[Saved data entries]
+-------+
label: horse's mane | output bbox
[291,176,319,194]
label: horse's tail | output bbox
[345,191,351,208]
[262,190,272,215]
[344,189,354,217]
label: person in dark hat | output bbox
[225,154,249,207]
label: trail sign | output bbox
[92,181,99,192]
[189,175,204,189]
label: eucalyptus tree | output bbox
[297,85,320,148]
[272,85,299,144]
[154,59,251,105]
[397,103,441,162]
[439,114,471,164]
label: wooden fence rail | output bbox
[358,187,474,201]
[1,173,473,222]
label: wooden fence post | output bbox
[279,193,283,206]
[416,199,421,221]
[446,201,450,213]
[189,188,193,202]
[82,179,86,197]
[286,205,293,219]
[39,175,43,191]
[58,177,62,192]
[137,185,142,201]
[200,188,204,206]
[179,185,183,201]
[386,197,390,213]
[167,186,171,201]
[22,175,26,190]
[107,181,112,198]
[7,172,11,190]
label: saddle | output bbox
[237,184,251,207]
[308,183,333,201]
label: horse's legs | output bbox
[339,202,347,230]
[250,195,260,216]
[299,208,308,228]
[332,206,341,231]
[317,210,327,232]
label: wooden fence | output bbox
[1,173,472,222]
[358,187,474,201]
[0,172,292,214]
+-------+
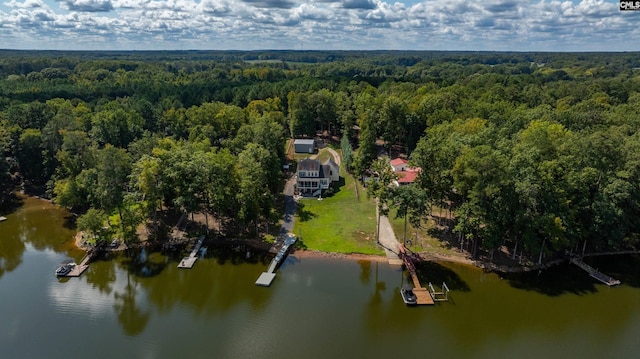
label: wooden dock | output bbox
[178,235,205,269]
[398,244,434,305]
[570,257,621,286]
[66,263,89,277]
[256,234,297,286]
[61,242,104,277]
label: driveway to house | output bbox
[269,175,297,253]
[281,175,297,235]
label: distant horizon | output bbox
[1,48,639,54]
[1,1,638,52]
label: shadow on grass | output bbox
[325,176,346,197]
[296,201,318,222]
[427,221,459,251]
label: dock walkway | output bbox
+-------+
*Description of the task*
Using the data above, print exactly the lines from the line that contains "label: distant horizon | output bbox" through the line that contains "label: dock walkway | output bbox", with both included.

*Solution to this task*
label: distant horizon | output bbox
[1,48,639,54]
[1,1,638,52]
label: shadow on grass | output bbox
[325,176,346,197]
[296,201,318,222]
[427,221,459,251]
label: dock walkway | output bbox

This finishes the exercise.